### Records from a collection
[start]

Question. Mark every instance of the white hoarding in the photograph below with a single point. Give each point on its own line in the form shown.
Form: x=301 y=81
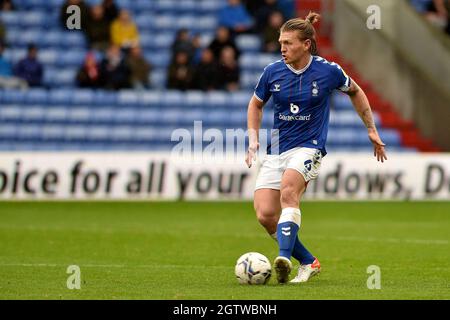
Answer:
x=160 y=176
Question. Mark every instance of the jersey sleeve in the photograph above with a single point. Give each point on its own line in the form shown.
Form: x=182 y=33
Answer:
x=262 y=89
x=341 y=81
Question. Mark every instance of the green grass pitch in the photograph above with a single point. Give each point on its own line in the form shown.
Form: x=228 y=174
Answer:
x=185 y=250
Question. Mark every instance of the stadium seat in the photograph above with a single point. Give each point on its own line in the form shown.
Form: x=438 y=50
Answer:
x=36 y=96
x=248 y=43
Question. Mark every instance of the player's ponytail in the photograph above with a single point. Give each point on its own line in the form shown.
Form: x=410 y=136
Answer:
x=312 y=17
x=305 y=28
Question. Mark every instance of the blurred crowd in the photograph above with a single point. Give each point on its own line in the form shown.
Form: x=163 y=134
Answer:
x=435 y=11
x=215 y=66
x=115 y=59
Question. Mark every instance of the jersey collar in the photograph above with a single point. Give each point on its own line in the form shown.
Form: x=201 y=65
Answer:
x=302 y=70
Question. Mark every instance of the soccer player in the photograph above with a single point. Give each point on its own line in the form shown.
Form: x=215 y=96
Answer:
x=301 y=84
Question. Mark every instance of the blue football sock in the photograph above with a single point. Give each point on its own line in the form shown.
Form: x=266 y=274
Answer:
x=301 y=253
x=287 y=229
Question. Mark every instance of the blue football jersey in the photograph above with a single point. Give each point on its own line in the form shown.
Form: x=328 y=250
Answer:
x=301 y=101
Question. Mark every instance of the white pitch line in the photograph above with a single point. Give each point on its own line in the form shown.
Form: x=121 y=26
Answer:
x=392 y=240
x=53 y=265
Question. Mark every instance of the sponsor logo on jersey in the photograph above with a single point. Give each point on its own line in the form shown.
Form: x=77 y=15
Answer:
x=315 y=90
x=294 y=118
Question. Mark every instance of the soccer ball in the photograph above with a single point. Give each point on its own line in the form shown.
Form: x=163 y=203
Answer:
x=253 y=268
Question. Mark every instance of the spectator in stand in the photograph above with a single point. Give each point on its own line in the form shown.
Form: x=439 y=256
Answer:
x=111 y=11
x=29 y=68
x=206 y=73
x=6 y=5
x=272 y=32
x=263 y=14
x=235 y=17
x=84 y=12
x=114 y=70
x=139 y=69
x=2 y=32
x=88 y=75
x=124 y=32
x=180 y=72
x=197 y=49
x=253 y=6
x=435 y=11
x=222 y=39
x=183 y=43
x=98 y=28
x=229 y=70
x=287 y=8
x=7 y=79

[end]

### Instructions to follow
Reproduce the stretch of the listing above from the line containing "Question. Mark every instance of the jersey sleeve" through the line containing "x=301 y=101", requests included, shifting every coordinate in the answers by -139.

### Solution for this task
Question. Mark every instance of the jersey sleeve in the photograph above with a single point. Give each point on its own line in the form shown.
Form: x=182 y=33
Answer:
x=123 y=-50
x=202 y=-58
Question. Mark every instance of the green grass pitch in the photograph above with a single point. Give each point on its own line in the form shown.
Form: x=228 y=174
Answer:
x=46 y=111
Question. Mark every instance of the stadium seat in the photograph above with a single point. Give each point on its own line in the form shown.
Form: x=438 y=50
Answer:
x=-103 y=-43
x=109 y=-96
Question. Mark every instance of the player's ponytail in the photograph above with a single point. Give each point on its own line in the form shown.
Form: x=410 y=136
Answer:
x=173 y=-122
x=166 y=-111
Question. Mark every instance of the blurred crowd in the photograph above with a single point. Give each point on its own line in the form shown.
Form: x=163 y=134
Answer:
x=296 y=-128
x=76 y=-73
x=-24 y=-80
Question. Mark every instance of the jersey collar in the photograph above with a single point. Give each point on its own line in the form shown.
Form: x=201 y=65
Answer:
x=163 y=-69
Question. Mark every instance of the soccer player in the photograph above with a single point. Give each point on its own line in the form shown.
Form: x=215 y=96
Answer:
x=162 y=-55
Question. Mark every instance of the blue football sock in the photograph above with a single point. Give each point on its own line in the form shown.
Form: x=266 y=274
Answer:
x=162 y=114
x=148 y=90
Question. Mark every instance of the blue football jersey in the photograph above with a single point. Give each point on its own line in the form shown.
Form: x=328 y=250
Answer:
x=162 y=-38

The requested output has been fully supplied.